| TASKS TO COMPLETE |
• 1. Reproduce the passage of the SQS FIFO queue text starting at "For FIFO queues, Amazon" and ending at "at all times.".
• 2. In the SQS FIFO queue text, what determines which partition stores a message added to a FIFO queue?

#### EXCERPTED TEXT ####

FIFO Queue is known as First-in-first-out delivery, message ordering is preserved.

  • Exactly-Once Processing — A message is delivered once and remains available until a consumer processes and deletes it. Duplicates aren’t introduced into the queue.
  • First-In-First-Out Delivery — The order in which messages are sent and received is strictly preserved.

Architecture

To understand the architecture of the FIFO queue we provide the following diagram

SQS FIFO queue overview

SQS stores FIFO queue data in partitions. A partition is an allocation of storage for a queue that is automatically replicated across multiple Availability Zones within an AWS Region. You don’t manage partitions. Instead, AWS SQS handles partition management.

For FIFO queues, Amazon SQS modifies the number of partitions in a queue in the following situations:

  • If the current request rate approaches or exceeds what the existing partitions can support, additional partitions are allocated until the queue reaches the regional quota.
  • If the current partitions have low utilization, the number of partitions may be reduced.

Partition management occurs automatically in the background and is transparent to your applications. Your queue and messages are available at all times.

Message Routing

When adding a message to a FIFO queue, Amazon SQS uses the value of each message’s message group ID as input to an internal hash function. The output value from the hash function determines which partition stores the message.

The above diagram shows a queue that spans multiple partitions. The queue’s message group ID is based on item number. Amazon SQS uses its hash function to determine where to store a new item; in this case, it’s based on the hash value of the field MessageGroupID. Note that the items are stored in the same order in which they are added to the queue. Each item's location is determined by the hash value of its message group ID.

Amazon SQS is optimized for uniform distribution of items across a FIFO queue’s partitions, regardless of the number of partitions. AWS recommends that you use message group IDs that can have a large number of distinct values.

Message Duplication

Unlike standard queues, FIFO queues don’t introduce duplicate messages. FIFO queues help you avoid sending duplicates to a queue. If you retry the SendMessage action within the 5-minute deduplication interval, SQS doesn't introduce any duplicates into the queue.

#### ENTRIES ####

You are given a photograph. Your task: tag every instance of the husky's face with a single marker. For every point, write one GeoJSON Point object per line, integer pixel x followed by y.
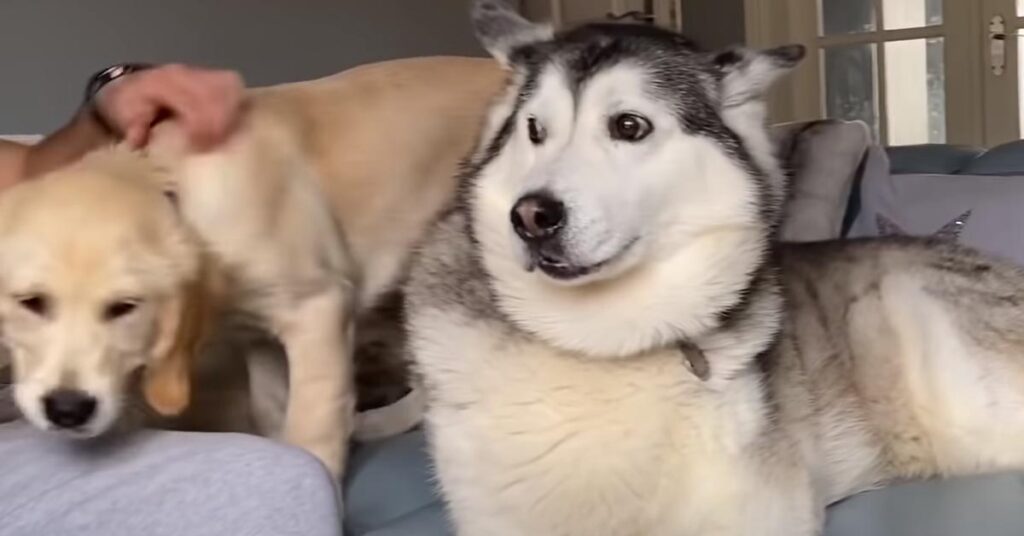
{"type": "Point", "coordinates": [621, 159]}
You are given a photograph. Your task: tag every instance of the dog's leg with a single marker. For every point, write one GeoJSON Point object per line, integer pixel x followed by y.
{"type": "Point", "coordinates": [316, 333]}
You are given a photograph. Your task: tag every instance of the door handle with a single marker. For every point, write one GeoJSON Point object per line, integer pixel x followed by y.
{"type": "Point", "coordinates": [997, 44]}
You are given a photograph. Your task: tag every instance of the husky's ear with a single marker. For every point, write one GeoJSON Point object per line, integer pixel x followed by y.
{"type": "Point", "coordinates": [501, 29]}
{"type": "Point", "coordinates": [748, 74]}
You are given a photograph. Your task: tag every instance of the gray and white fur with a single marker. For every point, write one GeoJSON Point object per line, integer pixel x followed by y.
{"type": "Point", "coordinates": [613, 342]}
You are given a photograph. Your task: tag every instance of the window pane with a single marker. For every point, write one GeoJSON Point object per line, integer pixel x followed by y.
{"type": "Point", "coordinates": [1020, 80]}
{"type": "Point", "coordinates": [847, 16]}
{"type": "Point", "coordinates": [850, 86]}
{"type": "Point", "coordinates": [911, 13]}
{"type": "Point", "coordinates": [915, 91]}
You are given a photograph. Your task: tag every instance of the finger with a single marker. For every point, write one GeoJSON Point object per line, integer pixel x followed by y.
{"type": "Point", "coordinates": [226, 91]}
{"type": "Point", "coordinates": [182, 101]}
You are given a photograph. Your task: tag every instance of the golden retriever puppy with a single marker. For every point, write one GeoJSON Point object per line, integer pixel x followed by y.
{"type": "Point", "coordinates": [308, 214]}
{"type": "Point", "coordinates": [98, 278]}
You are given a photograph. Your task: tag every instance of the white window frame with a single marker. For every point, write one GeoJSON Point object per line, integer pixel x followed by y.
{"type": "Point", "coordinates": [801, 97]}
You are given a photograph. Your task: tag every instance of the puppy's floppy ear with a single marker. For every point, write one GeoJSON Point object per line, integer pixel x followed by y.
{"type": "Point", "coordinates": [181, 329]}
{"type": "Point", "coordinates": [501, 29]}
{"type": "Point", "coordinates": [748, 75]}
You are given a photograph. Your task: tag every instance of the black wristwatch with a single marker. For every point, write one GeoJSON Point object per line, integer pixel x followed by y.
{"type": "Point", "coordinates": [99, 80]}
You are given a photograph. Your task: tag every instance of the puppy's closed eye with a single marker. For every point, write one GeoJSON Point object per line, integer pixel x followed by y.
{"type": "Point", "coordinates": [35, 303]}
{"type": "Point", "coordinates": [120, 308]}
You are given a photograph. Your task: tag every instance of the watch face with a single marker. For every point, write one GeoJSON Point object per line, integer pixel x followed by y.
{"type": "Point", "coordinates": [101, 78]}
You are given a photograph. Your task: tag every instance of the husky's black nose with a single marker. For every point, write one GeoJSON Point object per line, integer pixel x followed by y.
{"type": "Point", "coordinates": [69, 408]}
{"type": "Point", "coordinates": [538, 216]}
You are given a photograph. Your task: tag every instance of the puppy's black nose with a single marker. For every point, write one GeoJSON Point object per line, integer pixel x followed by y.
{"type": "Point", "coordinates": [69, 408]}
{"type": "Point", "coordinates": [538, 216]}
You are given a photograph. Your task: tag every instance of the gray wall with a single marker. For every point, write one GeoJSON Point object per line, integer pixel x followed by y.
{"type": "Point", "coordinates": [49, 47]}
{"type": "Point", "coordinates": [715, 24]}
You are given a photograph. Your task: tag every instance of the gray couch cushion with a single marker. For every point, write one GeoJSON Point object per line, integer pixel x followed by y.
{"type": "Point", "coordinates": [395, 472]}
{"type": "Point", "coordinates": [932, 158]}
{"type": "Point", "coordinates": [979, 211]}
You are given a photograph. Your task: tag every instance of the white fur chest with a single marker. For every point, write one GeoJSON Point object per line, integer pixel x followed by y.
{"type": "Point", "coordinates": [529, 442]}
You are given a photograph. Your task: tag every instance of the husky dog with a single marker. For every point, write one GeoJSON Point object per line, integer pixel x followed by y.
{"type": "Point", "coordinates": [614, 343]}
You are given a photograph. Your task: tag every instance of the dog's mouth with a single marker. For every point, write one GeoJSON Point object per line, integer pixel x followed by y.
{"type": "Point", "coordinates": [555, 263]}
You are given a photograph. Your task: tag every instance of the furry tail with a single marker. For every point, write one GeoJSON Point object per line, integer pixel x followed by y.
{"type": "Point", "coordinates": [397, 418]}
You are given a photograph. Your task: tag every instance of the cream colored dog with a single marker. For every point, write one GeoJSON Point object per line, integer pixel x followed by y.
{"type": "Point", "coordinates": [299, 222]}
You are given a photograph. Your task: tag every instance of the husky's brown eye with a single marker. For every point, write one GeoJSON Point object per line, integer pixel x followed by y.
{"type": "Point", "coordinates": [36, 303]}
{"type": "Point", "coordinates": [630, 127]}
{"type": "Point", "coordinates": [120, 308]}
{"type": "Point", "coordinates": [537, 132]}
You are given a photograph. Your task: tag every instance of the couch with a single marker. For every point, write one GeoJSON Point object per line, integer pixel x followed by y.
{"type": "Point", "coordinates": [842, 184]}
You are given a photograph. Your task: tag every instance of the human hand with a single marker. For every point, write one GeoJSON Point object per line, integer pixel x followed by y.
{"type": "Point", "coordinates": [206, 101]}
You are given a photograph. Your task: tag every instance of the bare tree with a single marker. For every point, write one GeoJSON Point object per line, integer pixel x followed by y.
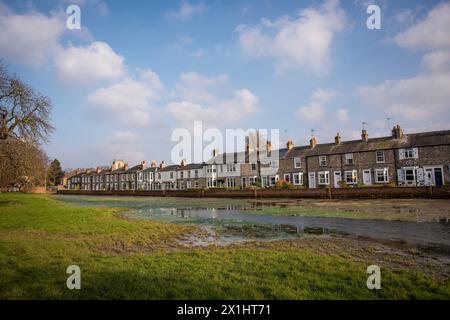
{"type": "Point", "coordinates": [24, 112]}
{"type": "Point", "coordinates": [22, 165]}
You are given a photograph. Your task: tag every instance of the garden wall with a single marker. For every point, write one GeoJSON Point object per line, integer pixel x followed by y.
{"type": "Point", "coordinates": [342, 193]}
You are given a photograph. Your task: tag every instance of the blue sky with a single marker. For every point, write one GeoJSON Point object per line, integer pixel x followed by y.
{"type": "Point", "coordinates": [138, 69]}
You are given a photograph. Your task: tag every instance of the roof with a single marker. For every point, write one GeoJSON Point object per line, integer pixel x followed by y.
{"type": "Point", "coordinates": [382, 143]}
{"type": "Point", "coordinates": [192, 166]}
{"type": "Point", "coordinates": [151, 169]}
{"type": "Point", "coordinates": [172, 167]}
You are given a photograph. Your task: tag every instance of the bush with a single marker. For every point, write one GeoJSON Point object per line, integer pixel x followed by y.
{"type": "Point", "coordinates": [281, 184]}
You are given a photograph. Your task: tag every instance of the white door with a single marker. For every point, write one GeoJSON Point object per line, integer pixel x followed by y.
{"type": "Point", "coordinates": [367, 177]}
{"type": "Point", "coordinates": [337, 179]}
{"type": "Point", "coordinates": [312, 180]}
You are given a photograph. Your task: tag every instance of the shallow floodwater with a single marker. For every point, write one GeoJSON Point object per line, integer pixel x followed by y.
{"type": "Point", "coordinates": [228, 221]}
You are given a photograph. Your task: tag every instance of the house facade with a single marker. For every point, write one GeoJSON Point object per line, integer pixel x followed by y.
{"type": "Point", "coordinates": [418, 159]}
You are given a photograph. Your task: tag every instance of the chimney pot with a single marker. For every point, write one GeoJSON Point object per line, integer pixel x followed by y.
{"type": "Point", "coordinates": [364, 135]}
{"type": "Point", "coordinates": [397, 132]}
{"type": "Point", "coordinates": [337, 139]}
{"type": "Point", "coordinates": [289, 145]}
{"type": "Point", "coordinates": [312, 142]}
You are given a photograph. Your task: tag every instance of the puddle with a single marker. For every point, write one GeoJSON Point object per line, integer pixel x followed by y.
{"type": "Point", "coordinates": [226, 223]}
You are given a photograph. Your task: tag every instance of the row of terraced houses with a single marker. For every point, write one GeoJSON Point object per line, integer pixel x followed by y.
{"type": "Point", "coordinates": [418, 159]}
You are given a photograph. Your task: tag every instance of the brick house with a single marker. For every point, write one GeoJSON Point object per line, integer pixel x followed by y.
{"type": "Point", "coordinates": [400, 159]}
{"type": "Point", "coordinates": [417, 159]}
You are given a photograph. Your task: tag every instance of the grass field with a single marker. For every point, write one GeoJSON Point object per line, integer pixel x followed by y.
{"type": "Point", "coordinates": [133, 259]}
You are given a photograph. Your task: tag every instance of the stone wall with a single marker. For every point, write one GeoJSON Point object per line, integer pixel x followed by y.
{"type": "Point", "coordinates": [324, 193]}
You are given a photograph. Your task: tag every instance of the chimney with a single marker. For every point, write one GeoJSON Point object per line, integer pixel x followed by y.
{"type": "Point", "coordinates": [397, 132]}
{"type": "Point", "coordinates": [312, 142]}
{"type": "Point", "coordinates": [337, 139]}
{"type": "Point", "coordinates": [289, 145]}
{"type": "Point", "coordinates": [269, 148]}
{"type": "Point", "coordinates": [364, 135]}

####
#### ENTRIES ####

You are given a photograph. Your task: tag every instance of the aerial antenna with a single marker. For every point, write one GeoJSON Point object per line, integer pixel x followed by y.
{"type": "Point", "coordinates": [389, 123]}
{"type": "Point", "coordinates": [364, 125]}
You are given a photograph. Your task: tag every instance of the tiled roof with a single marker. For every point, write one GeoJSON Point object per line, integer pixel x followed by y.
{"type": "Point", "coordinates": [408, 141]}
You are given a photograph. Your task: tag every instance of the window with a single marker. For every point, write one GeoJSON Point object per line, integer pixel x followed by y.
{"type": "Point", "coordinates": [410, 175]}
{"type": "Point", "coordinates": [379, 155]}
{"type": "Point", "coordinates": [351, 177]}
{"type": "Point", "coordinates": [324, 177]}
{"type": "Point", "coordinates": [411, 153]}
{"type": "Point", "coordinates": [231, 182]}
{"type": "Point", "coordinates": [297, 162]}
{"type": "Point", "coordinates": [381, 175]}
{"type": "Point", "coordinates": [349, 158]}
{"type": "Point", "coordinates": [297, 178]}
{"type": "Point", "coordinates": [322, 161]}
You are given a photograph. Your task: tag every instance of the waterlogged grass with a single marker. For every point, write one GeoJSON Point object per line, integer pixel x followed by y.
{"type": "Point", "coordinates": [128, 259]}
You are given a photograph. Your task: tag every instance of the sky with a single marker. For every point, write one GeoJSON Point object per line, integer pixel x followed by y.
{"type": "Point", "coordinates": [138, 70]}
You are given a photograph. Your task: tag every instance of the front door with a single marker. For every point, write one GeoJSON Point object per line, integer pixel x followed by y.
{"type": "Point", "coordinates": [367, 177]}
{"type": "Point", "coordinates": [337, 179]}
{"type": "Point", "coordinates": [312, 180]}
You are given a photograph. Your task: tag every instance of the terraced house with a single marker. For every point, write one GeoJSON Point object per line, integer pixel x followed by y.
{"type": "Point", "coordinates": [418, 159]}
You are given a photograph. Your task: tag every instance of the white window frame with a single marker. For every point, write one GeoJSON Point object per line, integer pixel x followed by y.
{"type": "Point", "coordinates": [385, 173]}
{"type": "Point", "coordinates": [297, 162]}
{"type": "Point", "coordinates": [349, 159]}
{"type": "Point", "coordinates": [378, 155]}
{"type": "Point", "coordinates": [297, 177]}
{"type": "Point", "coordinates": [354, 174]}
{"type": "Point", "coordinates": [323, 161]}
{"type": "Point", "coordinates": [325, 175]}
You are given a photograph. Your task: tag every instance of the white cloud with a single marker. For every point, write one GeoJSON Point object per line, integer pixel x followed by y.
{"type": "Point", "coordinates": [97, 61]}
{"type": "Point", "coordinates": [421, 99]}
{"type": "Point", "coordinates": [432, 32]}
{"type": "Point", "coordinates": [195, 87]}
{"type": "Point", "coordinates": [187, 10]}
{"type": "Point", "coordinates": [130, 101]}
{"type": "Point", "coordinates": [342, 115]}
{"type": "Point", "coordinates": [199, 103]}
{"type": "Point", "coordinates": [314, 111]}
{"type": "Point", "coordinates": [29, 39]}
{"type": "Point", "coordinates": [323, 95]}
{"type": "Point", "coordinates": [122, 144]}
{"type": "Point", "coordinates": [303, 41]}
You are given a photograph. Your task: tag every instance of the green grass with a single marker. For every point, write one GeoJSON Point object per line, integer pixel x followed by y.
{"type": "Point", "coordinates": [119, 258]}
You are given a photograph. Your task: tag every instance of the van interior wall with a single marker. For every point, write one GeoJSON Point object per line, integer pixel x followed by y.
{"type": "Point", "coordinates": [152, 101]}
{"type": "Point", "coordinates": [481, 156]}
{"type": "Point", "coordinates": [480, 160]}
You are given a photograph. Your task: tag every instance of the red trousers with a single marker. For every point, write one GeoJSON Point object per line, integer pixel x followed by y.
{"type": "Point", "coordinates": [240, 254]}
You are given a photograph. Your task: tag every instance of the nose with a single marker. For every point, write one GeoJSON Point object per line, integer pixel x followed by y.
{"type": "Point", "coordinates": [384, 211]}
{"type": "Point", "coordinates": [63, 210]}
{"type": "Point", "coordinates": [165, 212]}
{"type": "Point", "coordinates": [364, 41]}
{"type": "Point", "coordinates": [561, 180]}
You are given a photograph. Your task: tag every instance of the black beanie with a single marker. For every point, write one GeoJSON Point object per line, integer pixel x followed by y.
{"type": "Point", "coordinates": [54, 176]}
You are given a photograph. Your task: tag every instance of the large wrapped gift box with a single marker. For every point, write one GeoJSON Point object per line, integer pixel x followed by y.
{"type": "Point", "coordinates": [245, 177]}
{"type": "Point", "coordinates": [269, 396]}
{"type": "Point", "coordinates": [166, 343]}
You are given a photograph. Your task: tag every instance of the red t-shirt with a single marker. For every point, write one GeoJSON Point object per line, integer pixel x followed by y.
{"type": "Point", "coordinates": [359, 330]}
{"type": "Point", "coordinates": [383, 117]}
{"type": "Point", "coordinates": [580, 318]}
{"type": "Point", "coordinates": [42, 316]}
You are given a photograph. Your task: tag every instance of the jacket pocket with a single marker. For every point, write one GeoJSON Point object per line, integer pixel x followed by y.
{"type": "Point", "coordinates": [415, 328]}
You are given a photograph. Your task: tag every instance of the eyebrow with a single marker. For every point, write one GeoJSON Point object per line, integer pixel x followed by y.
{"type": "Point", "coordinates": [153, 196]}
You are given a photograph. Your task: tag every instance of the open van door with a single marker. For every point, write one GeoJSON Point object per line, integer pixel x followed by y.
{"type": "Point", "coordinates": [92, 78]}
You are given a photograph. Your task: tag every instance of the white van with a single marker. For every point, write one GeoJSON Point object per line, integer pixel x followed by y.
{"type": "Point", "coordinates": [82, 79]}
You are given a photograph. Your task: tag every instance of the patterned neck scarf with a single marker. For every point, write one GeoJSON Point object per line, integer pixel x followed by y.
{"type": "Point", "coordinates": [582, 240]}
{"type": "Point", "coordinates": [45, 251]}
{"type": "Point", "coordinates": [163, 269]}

####

| SOLUTIONS FOR EACH TASK |
• 1.
For FIFO queues, Amazon SQS modifies the number of partitions in a queue in the following situations:

  • If the current request rate approaches or exceeds what the existing partitions can support, additional partitions are allocated until the queue reaches the regional quota.
  • If the current partitions have low utilization, the number of partitions may be reduced.

Partition management occurs automatically in the background and is transparent to your applications. Your queue and messages are available at all times.

• 2. The output value of an internal hash function, which takes the message's message group ID as input.